Supplied records
--- Start ---

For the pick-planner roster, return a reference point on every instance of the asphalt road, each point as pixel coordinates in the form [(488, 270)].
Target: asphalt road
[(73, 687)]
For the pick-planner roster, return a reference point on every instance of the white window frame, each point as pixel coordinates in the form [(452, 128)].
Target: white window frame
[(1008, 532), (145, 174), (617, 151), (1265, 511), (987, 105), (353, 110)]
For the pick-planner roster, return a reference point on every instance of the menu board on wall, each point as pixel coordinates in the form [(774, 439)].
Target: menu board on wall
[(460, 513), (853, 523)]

--- End ---
--- Start ---

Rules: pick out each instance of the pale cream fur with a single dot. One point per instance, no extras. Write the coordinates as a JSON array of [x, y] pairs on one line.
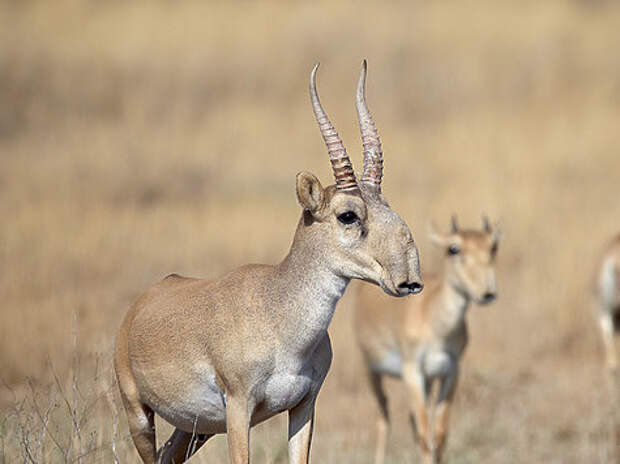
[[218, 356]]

--- End ---

The request
Repeat the items from the line that contains "form [(452, 128)]." through the line that contains "[(460, 513), (853, 523)]", swapping "reference point" for "marker" and changing nothing else.

The answer
For the pick-planner roster, return a marker on every instance of the white window frame, each point as pixel coordinates in the form [(452, 128)].
Target: white window frame
[(1008, 532), (145, 174), (617, 151), (1265, 511), (987, 105), (353, 110)]
For the pick-planner roster, return a marker on every instance of the menu board on wall, each point as pixel coordinates in the form [(774, 439)].
Target: menu board on wall
[(460, 513), (853, 523)]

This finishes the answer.